DATASET EXTRACT:
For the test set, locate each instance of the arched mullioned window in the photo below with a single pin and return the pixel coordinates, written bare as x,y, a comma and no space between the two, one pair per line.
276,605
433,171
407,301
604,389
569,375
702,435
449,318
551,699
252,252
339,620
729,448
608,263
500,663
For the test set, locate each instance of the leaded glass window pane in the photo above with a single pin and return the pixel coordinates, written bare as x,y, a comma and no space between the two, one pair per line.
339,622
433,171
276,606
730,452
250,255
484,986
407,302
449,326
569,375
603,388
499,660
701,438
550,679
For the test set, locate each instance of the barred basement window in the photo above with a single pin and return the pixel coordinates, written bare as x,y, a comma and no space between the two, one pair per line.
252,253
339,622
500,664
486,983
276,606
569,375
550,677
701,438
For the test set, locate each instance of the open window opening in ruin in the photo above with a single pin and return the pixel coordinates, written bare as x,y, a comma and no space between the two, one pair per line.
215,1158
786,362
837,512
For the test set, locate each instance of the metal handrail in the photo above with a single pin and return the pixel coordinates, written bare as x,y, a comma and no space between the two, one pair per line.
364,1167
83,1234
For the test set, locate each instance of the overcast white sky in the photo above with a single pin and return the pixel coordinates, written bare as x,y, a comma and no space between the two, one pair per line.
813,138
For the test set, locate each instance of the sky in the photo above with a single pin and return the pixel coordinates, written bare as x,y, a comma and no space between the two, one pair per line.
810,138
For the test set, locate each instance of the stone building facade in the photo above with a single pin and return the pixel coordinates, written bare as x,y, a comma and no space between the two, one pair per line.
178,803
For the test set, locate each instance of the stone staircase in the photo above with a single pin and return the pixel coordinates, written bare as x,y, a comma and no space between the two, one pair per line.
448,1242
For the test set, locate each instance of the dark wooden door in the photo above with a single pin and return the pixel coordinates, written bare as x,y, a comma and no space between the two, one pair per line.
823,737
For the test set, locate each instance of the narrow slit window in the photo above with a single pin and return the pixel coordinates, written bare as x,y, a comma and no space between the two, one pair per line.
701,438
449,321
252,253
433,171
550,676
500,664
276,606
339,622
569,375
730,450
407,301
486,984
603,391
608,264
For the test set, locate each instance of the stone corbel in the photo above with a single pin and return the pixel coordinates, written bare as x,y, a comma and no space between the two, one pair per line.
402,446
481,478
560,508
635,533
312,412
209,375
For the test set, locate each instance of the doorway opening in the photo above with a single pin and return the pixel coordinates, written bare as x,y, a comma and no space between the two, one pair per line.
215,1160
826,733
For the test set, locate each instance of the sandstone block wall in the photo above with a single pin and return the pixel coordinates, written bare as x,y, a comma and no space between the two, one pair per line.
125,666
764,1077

WHAT YOU SHOULD DO: Scale every pixel coordinate in the answers by 0.2, rounding to the nearest whole number with halves rounded up. Then write out the records from the line containing "For the test set, locate each instance of the narrow" through the end of the records, both ends included, with the requests kept as they are, and give only those lines.

IN RESPONSE:
For the test set, locate each instance of the narrow slit window in the photo above with a single pin and return the pixel coordinates, written bare as x,y, a comma and no space between the two, one pair per line.
140,88
90,64
50,51
87,34
110,135
100,133
55,121
68,124
114,75
146,90
81,60
97,197
121,78
122,53
For the test set, locate each instance of the stone corbel in the photo above with a single pin and return the pixel coordinates, written bare as x,y, a comma and no space between the two, one pair per line.
80,89
96,96
112,102
127,107
62,82
42,75
For the test set, locate each instance of the doorway opening in the photo above with a single pin and return the pixel coordinates, written bare as x,y, a comma and no space between the two, one pair per line.
43,232
165,147
For the test set, locate each instance of the sandstone block wall in the photo above with a single pin and return the pixel coordinates, written bare as x,y, a comma and no space between the two, one pair per line.
25,133
153,215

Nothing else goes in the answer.